Kekerasan psikis yakni tindakan yang menyasar atau ditujukan untuk menyakiti psikis perempuan misalnya memaki, menghina dan lainnya.

Kekerasan seksual merupakan tindakan untuk menyakiti atau merusakn organ-organ seksual perempuan ataupun mengarah pada penghinaan seksualitas perempuan.

“Ada juga penelantaran ekonomi, segala tindakan untuk membatasi, mengurangi atau mengambaikan hak-hak perempuan atas penikmatan ekonomi ata sumber ekonominya misalnya diperkosa, dicabuli dan dilecehkan,” ujarnya. 

Berdasarkan catatan tahunan komnas perempuan pada tahun 2021, dilaporkan ada 299.911 kasus kekerasan terhadap perempuan di Indonesia. 

“Jika mengacu pada teori gunung es, bahwa kasus kekerasan terhadap perempuan ini yang muncul saja ke permukaan atau mau melaporkan kasusnya. Sesuguhnya banyak angka yang tidak terekspos,” lanjutnya.

:: MATERI YANG DISEDIAKAN ::

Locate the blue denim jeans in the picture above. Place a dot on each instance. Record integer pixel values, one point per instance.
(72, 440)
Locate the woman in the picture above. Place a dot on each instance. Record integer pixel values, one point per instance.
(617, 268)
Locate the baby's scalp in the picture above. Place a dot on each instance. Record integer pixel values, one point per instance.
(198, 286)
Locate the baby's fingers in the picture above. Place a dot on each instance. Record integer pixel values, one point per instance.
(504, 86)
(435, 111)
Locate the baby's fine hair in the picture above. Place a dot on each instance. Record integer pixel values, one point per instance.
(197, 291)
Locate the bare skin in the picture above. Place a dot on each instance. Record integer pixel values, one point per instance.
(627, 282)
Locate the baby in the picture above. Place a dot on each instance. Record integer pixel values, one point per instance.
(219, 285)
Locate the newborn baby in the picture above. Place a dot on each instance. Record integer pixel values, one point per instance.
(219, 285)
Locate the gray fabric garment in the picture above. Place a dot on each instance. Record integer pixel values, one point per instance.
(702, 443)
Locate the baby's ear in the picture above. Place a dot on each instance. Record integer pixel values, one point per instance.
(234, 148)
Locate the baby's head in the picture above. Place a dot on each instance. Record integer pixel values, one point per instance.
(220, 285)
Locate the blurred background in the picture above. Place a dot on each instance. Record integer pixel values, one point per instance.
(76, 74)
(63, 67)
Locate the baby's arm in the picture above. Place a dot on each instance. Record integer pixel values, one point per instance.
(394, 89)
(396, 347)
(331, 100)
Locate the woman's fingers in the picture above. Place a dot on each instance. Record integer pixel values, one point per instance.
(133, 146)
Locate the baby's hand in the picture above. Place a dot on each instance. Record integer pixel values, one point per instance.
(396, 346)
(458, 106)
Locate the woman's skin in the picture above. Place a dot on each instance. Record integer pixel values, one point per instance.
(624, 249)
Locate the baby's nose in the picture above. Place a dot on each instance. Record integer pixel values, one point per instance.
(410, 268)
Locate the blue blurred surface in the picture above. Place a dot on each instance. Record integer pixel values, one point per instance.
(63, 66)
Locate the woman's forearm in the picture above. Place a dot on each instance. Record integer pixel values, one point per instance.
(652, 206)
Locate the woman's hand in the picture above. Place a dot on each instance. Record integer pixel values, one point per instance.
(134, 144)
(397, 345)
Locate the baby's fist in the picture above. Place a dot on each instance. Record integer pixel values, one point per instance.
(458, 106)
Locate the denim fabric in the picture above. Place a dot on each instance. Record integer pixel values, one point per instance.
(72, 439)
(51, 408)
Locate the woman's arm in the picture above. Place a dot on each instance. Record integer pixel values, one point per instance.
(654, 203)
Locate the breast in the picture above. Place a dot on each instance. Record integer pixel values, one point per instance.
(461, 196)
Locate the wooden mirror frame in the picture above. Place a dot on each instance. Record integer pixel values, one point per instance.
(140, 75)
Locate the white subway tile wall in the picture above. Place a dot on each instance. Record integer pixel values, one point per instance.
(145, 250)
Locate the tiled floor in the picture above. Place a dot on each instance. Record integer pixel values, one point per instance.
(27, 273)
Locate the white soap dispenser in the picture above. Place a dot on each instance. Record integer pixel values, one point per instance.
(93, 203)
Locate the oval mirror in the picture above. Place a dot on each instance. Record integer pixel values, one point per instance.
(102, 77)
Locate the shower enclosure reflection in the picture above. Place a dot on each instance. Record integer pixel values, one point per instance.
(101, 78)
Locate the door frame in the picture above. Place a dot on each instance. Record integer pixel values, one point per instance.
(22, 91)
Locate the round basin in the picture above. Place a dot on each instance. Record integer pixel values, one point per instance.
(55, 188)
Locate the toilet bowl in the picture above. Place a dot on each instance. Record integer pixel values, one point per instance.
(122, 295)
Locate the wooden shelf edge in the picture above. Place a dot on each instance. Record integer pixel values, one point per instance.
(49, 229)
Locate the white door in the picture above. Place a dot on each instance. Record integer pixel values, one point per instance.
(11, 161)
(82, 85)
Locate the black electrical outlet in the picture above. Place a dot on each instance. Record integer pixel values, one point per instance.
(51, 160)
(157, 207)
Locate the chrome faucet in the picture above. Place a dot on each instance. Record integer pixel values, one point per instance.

:: KERJAKAN INI ::
Sebutkan semua jenis kekerasan terhadap perempuan yang diberi penjelasan dalam teks sumber. Materi ini diambil dari sumber yang berbeda.

:: JAWABAN TUGAS ::
- Kekerasan psikis
- Kekerasan seksual
- Penelantaran ekonomi